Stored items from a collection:
* start *

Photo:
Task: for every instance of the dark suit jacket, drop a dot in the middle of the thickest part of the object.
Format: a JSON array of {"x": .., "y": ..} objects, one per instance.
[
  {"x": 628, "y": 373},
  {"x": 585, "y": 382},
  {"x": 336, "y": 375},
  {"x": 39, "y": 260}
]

* end *

TASK TO COMPLETE: Please edit the records so that "dark suit jacket" reads "black suit jacket", keeping every other part unchanged.

THE ANSWER:
Photo:
Task: for every instance of the black suit jacket, drop a dot in the middle of the thickest part of the object.
Format: a JSON array of {"x": .., "y": ..} objects, one per instance.
[
  {"x": 628, "y": 373},
  {"x": 585, "y": 382},
  {"x": 336, "y": 375},
  {"x": 39, "y": 260}
]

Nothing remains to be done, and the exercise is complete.